■ YOUR TASK ■
Copy the records from the start through the line containing "pixel 98 109", with both ends included and the requests kept, and shift every pixel coordinate in the answers up by 140. Give only those lines.

[Stored data]

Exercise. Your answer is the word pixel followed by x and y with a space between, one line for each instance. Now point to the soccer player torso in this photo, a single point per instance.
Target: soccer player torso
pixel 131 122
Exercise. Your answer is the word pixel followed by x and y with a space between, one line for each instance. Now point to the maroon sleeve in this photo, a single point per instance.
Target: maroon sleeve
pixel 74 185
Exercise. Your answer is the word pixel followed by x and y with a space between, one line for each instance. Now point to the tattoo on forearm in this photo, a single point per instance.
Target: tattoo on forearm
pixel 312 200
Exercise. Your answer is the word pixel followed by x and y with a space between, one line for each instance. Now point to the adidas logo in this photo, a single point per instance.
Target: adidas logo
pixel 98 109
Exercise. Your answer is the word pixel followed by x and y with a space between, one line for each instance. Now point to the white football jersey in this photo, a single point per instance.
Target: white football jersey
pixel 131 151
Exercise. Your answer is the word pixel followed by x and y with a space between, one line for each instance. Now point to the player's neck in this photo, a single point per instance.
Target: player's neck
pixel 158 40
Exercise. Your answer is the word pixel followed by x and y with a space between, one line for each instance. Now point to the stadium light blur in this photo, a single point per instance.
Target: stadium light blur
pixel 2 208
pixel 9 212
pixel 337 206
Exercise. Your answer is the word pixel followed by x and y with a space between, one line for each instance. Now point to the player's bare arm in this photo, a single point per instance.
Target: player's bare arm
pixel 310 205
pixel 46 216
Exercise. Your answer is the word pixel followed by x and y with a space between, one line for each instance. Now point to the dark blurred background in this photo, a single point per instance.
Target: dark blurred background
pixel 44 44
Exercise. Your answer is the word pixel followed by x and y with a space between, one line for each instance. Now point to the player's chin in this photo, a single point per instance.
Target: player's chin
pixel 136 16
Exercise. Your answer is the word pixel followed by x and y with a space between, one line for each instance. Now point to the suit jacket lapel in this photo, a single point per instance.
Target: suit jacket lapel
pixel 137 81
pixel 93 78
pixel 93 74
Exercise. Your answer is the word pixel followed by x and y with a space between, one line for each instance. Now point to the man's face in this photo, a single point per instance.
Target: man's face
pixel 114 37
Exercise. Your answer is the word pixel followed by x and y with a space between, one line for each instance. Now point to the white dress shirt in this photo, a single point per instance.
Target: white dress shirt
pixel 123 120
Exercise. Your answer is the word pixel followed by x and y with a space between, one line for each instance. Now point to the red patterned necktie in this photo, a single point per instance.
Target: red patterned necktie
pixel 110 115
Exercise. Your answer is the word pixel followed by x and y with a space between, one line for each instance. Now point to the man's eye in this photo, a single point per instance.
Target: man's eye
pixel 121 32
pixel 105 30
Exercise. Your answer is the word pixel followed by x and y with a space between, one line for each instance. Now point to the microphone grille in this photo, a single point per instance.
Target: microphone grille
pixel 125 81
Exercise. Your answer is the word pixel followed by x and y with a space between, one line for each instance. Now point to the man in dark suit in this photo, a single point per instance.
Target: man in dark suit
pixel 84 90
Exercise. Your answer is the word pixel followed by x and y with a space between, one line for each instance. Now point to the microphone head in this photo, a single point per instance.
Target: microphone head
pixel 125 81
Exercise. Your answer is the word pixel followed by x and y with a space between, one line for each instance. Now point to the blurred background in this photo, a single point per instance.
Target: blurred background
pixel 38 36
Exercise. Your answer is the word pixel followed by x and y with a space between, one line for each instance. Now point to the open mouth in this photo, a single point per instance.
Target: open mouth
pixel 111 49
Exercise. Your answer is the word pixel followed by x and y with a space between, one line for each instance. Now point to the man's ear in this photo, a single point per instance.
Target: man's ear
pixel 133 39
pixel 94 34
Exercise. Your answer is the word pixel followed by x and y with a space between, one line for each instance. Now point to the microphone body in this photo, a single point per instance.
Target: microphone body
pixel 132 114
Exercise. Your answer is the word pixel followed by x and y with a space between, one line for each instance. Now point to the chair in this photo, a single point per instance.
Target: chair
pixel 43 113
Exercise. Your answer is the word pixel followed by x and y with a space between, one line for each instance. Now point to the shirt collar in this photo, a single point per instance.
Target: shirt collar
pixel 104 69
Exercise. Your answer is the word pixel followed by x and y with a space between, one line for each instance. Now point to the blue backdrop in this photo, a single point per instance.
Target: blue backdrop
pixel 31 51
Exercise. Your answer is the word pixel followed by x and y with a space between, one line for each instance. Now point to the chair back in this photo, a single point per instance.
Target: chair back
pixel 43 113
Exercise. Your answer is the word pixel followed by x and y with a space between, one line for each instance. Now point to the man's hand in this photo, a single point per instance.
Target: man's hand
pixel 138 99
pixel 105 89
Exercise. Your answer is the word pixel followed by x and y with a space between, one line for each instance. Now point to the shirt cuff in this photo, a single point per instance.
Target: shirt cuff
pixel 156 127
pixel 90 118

■ EXERCISE OUTPUT ■
Exercise. Your answer is the word pixel followed by x and y with a space between, one line for each instance. Now point to the soccer player torso in this photo, a single point per instance.
Target: soccer player torso
pixel 271 262
Exercise. Your answer is the word pixel followed by x and y with a space between, one line for each instance. Now point to the maroon sleeve in this photo, a single point per instance.
Target: maroon sleeve
pixel 214 325
Exercise. Your answer is the word pixel followed by x and y with a space between, one line for each instance. Now point to the tattoo on forearm in this photo, a single point per instance.
Target: tattoo on forearm
pixel 452 340
Exercise. Your answer is the word pixel followed by x and y with a space between, one line for each instance. Now point to the adidas logo in this photo, a single point per instance.
Target: adidas logo
pixel 238 249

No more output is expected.